Exercise goal >> Show every line of the items below that contains the string "harness", copying each line in full. Matching is case-sensitive.

********************

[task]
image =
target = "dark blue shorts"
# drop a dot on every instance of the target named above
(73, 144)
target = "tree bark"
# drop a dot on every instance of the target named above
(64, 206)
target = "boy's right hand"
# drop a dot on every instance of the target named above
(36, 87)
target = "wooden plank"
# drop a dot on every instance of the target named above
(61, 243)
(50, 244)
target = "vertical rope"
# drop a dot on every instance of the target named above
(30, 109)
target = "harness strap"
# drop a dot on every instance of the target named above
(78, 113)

********************

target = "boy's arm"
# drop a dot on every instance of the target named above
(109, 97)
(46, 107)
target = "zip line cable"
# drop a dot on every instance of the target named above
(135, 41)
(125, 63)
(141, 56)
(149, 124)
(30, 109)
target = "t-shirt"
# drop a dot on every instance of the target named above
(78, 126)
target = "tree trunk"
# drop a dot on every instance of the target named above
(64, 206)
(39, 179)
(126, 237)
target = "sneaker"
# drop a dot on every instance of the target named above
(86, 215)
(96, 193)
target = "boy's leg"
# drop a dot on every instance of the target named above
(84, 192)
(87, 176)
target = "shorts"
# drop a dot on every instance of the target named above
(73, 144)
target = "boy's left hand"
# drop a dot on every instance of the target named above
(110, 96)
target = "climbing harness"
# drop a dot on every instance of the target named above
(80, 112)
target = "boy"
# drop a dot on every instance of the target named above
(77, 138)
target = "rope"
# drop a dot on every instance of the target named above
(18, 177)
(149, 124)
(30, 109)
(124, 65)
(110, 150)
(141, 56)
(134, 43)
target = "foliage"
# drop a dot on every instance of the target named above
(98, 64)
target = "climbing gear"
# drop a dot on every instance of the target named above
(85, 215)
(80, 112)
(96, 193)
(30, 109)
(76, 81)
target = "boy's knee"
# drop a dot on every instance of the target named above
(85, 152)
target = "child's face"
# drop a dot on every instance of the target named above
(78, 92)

********************

Solution below >>
target = "harness strap"
target = "climbing harness"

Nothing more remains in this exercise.